[Image point grounding data]
· · · ·
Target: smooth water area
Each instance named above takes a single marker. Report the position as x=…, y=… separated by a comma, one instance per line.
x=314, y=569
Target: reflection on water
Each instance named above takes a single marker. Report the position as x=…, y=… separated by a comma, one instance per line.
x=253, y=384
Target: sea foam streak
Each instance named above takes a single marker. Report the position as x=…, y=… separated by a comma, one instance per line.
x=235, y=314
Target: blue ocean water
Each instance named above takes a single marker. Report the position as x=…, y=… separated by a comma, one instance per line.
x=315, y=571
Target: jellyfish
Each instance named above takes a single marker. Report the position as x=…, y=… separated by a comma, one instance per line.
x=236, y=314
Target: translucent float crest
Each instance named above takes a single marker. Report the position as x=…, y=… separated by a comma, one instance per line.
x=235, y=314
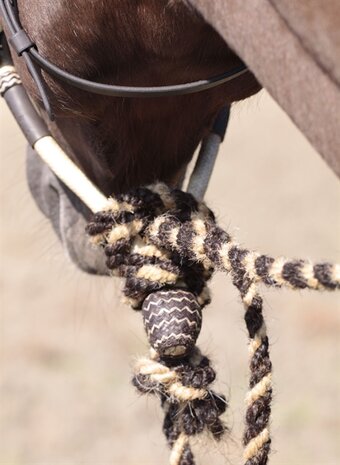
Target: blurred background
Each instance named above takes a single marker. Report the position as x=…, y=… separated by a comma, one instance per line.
x=68, y=344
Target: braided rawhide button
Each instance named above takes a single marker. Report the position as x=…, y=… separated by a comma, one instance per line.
x=172, y=320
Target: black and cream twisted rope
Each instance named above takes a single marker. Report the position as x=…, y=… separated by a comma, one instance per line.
x=166, y=245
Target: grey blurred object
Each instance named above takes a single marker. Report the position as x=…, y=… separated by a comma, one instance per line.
x=68, y=215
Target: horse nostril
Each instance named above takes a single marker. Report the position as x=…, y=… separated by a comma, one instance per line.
x=172, y=320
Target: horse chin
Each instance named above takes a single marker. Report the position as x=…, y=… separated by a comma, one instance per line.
x=68, y=215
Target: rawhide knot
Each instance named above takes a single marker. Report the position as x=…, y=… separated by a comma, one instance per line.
x=172, y=320
x=190, y=406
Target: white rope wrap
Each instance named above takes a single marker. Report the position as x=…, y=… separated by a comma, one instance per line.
x=53, y=155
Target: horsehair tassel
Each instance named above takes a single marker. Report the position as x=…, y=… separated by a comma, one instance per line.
x=190, y=405
x=164, y=242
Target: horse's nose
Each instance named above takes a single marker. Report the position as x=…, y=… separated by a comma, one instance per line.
x=172, y=320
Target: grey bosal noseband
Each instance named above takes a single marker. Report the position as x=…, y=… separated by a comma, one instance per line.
x=35, y=128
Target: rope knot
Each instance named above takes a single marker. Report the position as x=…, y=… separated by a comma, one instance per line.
x=190, y=406
x=137, y=232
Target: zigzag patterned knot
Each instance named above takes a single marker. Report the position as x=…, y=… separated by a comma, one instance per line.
x=157, y=238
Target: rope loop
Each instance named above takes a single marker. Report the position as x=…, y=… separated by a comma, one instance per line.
x=167, y=245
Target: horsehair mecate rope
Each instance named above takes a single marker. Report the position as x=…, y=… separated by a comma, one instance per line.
x=166, y=245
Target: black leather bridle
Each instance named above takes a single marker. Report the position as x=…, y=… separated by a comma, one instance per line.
x=25, y=48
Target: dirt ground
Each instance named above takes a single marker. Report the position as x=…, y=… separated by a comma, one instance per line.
x=67, y=344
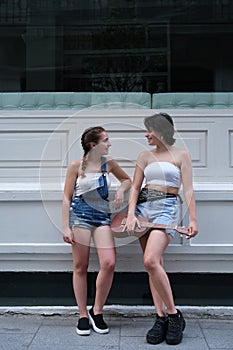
· · · ·
- [WHAT TO DO] Pull every line containing "grey" out of the entries.

- [WRITTEN ANSWER]
Target: grey blurred object
Target: grey bosal noseband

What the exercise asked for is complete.